Del otro lado, donde la obesidad se llama gordura donde los gordos son motejados con palabras malvadas como gordinflón, tambo, tinaco desparramado, gordo, marrano, cerdo, y otros adjetivos que los mismos puercos encontrarían ofensivos, es imposible pensar que los motejantes estén preocupados por nuestra salud. En la película ¿Quién mata a los grandes chefs? (1978, Ted Kotcheff) Robert Morley interpreta a un crítico gastronómico, sospechoso de matar a los grandes chefs del planeta, mismos que realizan un banquete para agasajar a la reina de Inglaterra.

Morley se conduele de que esos chefs lo están matando, poco a poco, con cada nuevo platillo, con cada nueva creación. Eso puede pasar ahora, siempre y cuando los obesos coman lo que hacen los grandes chefs, platillos exiguos, poco contundentes, más para fotografía que para alimentar. Recuerdo el restaurante de un querido amigo, uno de los primeros chefs que hubo en nuestro estado. Nos invitó a comer, nos mandó un platillo para cada uno. Cuando vi el plato, dije al mesero que no me lo trajese por partes, que si podría traer la comida completa. Se me quedaron viendo chef y mesero, se dieron la vuelta, se fueron dejándome con la desolación de un manjar apenas como para el diente de una muela, como decían antes las viejitas. Vamos a un caso extremo, realmente.

Registros extraídos
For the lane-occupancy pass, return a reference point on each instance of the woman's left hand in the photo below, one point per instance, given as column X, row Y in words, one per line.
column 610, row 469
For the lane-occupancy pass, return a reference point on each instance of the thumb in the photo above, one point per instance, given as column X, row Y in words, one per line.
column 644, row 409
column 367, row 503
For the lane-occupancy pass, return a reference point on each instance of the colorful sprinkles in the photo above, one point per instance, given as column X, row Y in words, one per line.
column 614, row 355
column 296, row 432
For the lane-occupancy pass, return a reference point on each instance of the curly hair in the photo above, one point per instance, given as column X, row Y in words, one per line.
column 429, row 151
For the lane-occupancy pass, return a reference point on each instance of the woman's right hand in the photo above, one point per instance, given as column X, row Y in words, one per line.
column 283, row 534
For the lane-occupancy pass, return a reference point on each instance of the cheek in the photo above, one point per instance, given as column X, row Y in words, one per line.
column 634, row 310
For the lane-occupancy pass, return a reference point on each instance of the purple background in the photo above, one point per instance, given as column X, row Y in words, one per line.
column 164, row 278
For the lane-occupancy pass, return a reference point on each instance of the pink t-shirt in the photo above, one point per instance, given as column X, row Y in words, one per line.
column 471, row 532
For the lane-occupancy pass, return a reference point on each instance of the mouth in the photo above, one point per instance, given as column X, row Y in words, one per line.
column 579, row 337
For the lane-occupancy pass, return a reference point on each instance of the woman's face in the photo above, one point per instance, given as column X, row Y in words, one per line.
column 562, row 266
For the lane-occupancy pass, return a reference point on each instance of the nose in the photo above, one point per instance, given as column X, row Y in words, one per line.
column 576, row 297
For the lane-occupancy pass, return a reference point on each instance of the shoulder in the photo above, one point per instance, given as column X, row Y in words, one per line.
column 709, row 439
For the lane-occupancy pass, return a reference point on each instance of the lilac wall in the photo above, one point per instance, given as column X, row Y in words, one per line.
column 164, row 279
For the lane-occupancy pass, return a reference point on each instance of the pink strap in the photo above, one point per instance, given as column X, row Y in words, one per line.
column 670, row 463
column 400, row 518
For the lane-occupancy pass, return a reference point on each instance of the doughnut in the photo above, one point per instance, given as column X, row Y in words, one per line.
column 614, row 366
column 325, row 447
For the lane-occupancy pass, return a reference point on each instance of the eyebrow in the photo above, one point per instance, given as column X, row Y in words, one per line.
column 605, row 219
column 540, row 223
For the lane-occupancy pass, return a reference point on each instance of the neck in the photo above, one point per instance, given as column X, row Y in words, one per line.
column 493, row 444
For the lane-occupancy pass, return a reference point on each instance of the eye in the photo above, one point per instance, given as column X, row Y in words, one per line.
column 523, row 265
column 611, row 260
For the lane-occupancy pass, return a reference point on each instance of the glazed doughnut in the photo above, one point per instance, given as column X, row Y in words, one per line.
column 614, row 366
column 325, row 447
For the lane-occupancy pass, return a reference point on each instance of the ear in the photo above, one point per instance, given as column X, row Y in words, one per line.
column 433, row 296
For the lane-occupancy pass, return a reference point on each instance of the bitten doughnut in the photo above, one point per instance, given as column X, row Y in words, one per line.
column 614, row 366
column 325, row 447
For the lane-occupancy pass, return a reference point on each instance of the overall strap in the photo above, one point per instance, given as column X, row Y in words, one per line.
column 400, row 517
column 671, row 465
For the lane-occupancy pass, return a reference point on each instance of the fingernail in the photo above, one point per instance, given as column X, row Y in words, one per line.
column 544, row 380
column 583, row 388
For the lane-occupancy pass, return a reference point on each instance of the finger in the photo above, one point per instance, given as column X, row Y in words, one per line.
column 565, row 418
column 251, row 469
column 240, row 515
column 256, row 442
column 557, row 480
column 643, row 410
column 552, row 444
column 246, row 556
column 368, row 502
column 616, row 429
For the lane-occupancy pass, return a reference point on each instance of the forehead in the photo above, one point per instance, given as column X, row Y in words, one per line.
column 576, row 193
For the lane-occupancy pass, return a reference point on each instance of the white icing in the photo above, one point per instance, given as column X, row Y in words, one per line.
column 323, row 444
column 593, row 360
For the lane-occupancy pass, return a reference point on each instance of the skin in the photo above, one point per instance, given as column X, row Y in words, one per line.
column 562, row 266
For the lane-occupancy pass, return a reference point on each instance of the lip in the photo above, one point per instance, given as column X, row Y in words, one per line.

:: Comprueba tu comprensión ::
**A)** Transcribe el pasaje del texto sobre la gordura y los grandes chefs que comienza con "Del otro lado, donde" y llega hasta "reina de Inglaterra.".
**B)** Según el texto sobre la gordura y los grandes chefs, ¿a quién interpreta Robert Morley en la película de 1978 dirigida por Ted Kotcheff?
Responde basándote solo en el texto.

:: Sección de respuestas ::
**A)**
Del otro lado, donde la obesidad se llama gordura donde los gordos son motejados con palabras malvadas como gordinflón, tambo, tinaco desparramado, gordo, marrano, cerdo, y otros adjetivos que los mismos puercos encontrarían ofensivos, es imposible pensar que los motejantes estén preocupados por nuestra salud. En la película ¿Quién mata a los grandes chefs? (1978, Ted Kotcheff) Robert Morley interpreta a un crítico gastronómico, sospechoso de matar a los grandes chefs del planeta, mismos que realizan un banquete para agasajar a la reina de Inglaterra.

**B)** A un crítico gastronómico sospechoso de matar a los grandes chefs del planeta.